Of all the lines below, output only those starting at the one with "Target: toilet" and ending at the one with "Target: cabinet door", both ends included, exactly as written.

Input records:

════

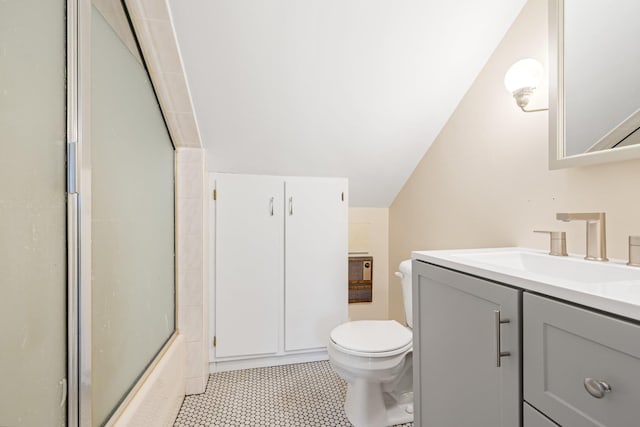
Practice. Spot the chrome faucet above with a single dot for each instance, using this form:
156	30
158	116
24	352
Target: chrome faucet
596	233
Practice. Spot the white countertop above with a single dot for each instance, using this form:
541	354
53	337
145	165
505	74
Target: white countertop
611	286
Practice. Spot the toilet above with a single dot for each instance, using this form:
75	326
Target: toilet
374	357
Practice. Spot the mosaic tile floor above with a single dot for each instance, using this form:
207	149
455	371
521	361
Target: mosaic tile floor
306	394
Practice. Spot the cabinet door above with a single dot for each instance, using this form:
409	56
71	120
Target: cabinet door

════

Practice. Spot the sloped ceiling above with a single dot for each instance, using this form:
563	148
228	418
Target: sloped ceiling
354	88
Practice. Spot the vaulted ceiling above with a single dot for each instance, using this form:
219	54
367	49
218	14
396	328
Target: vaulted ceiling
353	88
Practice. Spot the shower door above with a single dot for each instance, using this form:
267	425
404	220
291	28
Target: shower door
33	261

════

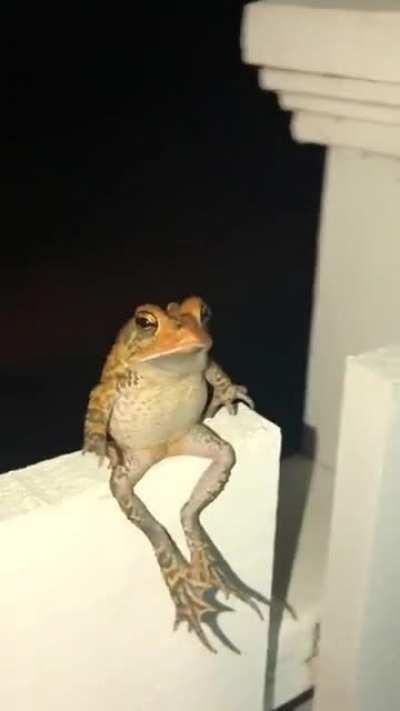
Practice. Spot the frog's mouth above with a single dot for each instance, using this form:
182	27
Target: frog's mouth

════

Result below:
Target: toilet
374	357
Practice. Spot the mosaic tile floor above with a single dot for each instance, using this form:
207	149
455	371
521	361
Target: mosaic tile floor
306	394
Practice. Spot the cabinet door above with a single dot for each instance, using this form:
409	56
71	120
Target: cabinet door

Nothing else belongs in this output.